• [Data for this exercise]:

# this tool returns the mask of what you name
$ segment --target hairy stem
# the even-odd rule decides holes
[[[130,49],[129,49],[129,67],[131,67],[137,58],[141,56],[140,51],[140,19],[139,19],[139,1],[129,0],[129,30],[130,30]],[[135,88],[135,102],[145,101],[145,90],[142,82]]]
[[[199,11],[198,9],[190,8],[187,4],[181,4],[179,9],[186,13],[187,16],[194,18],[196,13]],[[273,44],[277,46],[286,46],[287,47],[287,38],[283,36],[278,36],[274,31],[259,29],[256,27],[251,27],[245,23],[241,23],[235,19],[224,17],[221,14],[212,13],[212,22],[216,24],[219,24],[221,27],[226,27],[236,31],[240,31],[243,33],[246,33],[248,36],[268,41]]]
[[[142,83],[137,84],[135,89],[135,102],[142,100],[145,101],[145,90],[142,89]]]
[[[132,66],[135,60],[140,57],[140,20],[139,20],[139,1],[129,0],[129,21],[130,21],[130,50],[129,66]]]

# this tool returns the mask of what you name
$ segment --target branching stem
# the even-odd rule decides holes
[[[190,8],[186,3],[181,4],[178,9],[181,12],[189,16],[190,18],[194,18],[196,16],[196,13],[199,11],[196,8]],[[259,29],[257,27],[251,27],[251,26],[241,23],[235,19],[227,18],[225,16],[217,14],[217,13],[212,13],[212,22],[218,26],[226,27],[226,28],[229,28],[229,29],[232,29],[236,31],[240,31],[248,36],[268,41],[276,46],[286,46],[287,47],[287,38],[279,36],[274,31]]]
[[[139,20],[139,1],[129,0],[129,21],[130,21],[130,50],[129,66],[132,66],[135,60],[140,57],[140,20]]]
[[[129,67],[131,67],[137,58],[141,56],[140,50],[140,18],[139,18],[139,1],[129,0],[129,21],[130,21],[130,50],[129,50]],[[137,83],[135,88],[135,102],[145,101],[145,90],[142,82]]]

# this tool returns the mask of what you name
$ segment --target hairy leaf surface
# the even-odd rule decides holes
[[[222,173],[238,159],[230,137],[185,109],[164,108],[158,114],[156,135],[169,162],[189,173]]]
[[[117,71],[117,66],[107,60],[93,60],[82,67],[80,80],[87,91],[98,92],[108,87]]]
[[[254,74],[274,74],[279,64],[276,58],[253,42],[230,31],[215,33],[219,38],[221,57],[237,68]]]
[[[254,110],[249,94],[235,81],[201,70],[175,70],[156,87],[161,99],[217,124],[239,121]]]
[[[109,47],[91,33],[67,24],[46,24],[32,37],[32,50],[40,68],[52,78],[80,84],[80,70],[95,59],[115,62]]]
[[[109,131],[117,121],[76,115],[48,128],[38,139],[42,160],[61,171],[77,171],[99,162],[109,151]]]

--

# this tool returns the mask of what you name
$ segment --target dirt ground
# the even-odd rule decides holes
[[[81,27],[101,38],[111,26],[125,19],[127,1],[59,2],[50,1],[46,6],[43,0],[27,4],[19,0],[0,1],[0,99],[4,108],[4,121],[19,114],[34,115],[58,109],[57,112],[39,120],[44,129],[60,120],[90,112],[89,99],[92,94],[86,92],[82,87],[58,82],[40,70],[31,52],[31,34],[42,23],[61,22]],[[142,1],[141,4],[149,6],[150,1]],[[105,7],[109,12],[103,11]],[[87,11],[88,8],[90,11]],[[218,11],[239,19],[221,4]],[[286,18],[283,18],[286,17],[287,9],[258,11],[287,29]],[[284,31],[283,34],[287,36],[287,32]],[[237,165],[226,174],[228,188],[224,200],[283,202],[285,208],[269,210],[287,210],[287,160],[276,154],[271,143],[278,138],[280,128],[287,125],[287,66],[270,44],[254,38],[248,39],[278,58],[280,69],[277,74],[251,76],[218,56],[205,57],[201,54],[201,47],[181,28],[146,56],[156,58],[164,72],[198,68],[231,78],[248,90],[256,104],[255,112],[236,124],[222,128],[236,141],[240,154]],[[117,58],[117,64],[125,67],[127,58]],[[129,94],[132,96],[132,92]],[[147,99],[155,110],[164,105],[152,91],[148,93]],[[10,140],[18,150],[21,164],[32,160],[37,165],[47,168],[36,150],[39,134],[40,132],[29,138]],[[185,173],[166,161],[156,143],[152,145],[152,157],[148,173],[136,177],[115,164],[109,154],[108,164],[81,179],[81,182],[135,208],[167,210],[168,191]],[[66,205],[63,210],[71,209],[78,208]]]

• [Requirements]: Pick out every line in the items above that contains the string "stem". Case counts.

• [Exercise response]:
$ segment --target hairy stem
$ segment --target branching stem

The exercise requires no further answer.